PROBLEM
Only the lines from the top of the data through the line with "--hole-rule=even-odd" should be repeated, each exactly as written.

AVAILABLE DATA
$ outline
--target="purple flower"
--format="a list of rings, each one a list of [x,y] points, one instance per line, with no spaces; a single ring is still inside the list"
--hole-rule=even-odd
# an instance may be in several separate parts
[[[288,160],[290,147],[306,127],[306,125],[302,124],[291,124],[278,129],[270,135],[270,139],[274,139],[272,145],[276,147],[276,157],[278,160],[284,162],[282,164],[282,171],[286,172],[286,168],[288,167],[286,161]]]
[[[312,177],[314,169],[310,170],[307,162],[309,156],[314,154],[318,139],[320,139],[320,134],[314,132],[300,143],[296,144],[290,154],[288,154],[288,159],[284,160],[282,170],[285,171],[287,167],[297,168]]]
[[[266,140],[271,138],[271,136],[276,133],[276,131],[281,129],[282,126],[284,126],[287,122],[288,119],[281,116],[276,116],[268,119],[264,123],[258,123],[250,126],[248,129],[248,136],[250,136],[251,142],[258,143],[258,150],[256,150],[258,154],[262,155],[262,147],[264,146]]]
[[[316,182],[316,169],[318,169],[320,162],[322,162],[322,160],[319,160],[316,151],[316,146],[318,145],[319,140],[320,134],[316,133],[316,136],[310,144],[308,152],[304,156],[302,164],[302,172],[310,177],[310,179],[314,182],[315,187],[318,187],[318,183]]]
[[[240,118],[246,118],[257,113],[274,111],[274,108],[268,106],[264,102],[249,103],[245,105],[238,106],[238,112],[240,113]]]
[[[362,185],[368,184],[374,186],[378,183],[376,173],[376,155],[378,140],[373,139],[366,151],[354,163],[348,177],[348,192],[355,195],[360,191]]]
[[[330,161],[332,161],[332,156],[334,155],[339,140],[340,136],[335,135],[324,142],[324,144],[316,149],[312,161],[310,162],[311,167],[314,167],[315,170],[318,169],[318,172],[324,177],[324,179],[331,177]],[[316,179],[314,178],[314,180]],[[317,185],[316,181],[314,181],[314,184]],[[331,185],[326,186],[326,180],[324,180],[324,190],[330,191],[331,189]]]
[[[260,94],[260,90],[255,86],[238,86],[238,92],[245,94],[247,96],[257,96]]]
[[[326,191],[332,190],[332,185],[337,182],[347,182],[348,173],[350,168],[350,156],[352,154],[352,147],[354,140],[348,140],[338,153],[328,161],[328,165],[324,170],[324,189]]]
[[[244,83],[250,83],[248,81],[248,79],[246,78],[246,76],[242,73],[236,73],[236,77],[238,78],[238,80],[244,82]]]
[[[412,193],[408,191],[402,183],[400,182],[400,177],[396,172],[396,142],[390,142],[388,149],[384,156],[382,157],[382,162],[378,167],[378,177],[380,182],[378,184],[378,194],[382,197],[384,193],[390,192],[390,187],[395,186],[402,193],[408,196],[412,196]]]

TASK OUTPUT
$ outline
--target="purple flower"
--format="a list of rings, each one a list of [x,y] points, one instance per line, with no spaces; a single ring is still inside the list"
--hole-rule=even-odd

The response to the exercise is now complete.